> Arbeitsaufträge
A. Führen Sie alle Erlebnisse auf, die der Text über den Opel Zafira den „Sternstunden im Opelblitz“ zurechnet.
B. Was bezeichnet der Text über den Opel Zafira als das eigentliche Problem?
C. Setzen Sie den Text über den Opel Zafira im Anschluss an seinen letzten Satz fort.

> Textauszug
Bild: Das ist sie, die Vergangenheit
Der Rat des Experten war klar: „Kauf dir einen Diesel!“, sagte mir vor elf
Jahren der Mann, der heute auf allen Kanälen gegen die Dieselmotoren
wettert. Wir werden eben alle immer klüger. Damals waren die Kinder jung,
wir gingen für ein paar Jahre ins Ausland und brauchten etwas Fahrbares. Es
wurde also ein Opel Zafira, auch wenn mir heute bei dieser Beichte die Hand
zittert.
Der Wagen ist zum Familienmitglied geworden, obwohl ich nicht dazu neige,
einen verbeulten Haufen aus Blech, Gummi und klebrigen Sitzen mit großem
emotionalem Mehrwert schönzureden. Gern erinnern wir uns an die
Sternstunden im Opelblitz: Wie unser ältester Sohn auf der
Autobahnraststätte den Zündschlüssel im Wagen einschloss; wie unsere
Tochter die Karre bei der illegalen Fahrschule im Wendland in den Graben
setzte; wie unser Jüngster das Auto schon vor dem Besuch im Haribo-Museum
vollkotzte.
Doch damit ist es nun natürlich vorbei. Wenn wir unseren Zafira zufällig
auf der Straße sehen, tun wir so, als ob wir ihn nicht kennen. Meine Frau
schleicht nur noch geduckt im Schutze der Dunkelheit zum Fahrzeug, wenn sie
zum Frühdienst fährt.
Dabei, ganz ehrlich: Was ist passiert? Opel hat offenbar ähnlich
geschummelt wie VW. Der Zafira pulverisiert alle Grenzwerte für Stickoxid.
Aber daran haben wir uns doch in den Zeiten von „Dieselgate“ gewöhnt, und
die zuständigen Behörden wissen es noch viel länger. Ein Skandal, klar.
Aber das eigentliche Problem sind doch nicht die Grenzüberschreitungen der
Autokonzerne. Es sind die Grenzwerte.

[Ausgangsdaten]
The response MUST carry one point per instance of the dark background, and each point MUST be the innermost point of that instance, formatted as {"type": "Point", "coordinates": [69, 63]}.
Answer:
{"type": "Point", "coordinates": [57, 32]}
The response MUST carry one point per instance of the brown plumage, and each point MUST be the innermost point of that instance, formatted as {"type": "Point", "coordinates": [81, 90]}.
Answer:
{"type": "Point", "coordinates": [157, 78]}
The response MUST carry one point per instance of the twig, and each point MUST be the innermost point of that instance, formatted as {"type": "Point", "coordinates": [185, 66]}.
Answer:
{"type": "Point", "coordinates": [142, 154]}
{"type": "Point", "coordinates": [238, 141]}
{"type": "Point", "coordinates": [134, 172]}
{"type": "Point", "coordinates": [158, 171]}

> Lösungen
A.
- Der älteste Sohn schloss auf der Autobahnraststätte den Zündschlüssel im Wagen ein.
- Die Tochter setzte den Wagen bei der illegalen Fahrschule im Wendland in den Graben.
- Der Jüngste übergab sich im Auto schon vor dem Besuch im Haribo-Museum.

B. Die Grenzwerte.

C.
Grenzen sind doch nichts mehr wert, das hat meine Generation seit 1989 zum
Dogma erhoben. Wer konnte denn ahnen, dass 2015 ganz Deutschland – mit
Ausnahme von Angela Merkel und der taz – plötzlich wieder großen Wert auf
seine Grenzen legt! Die Autoindustrie jedenfalls nicht. Und deshalb gelten
diese „Werte“ für sie ja auch nicht so richtig. Die nämlich werden völlig
an den Bedürfnissen der Industrie vorbei festgelegt. Das muss man sich mal
vorstellen: Grenzwerte werden bestimmt, weil sie unsere Gesundheit und
Umwelt schützen sollen. Total irre!
## Die unsichtbare Hand der Marktwirtschaft
Aber zum Glück greift die unsichtbare Hand der Marktwirtschaft ein: Die
Motoren dürfen deshalb ganz legal die Grenzwerte für Stickoxide um das
Doppelte überschreiten, hat die EU-Kommission auf sanften Druck der
Autobauer eingeräumt. Und weil das eben nicht konform ist mit dem sonst so
hochgelobten Vorsorgeprinzip, heißt die Berechnung mit EU-eigener Ironie
„Konformitätsfaktor“. Auch beim CO2 wird nichts so heiß gegessen, wie es
aus dem Turbolader kommt. Gesundheitsgefahren? Ja ist denn das Leben nicht
lebensgefährlich?
Dieser Wirbel um Höchstdosen, die aus wissenschaftlicher Sicht für Mensch,
Tier und Umwelt gerade noch vertretbar sind, ist doch eh von gestern. Macht
euch mal locker! Die schöne neue Konformitätswelt könnte auch anderswo zum
Vorbild werden: Wir können doch auch an der Obergrenze für Glyphosat so
lange von Experten herumrechnen lassen, bis der Stoff ungiftig wird. Unser
Grenzwert für radioaktive Strahlung? Ah, das ist so neunziger Style, heute
macht uns ein bisschen Radon doch aktiv! Emissionslimits für Quecksilber
und Dioxin aus Kraftwerken? Könnten wir doch auch in der Pfeife rauchen.
Beim Tempolimit machen wir es schon seit Jahren vor: Erst ein
Tempo-30-Schild aufstellen, dann die Radarfallen abbauen.
Hier ist mein grenzwertiger Vorschlag: Wir kehren all die Obergrenzen auf
einen Haufen. Sie werden umbenannt in „unverbindliche
Schadstoffhöchstmengenempfehlungen, präsentiert von führenden
Bundesministerien“. Das erspart uns eine Menge Ärger, Aufregung und
Bürokratie. Und sichert uns jede Menge Grenzerfahrungen.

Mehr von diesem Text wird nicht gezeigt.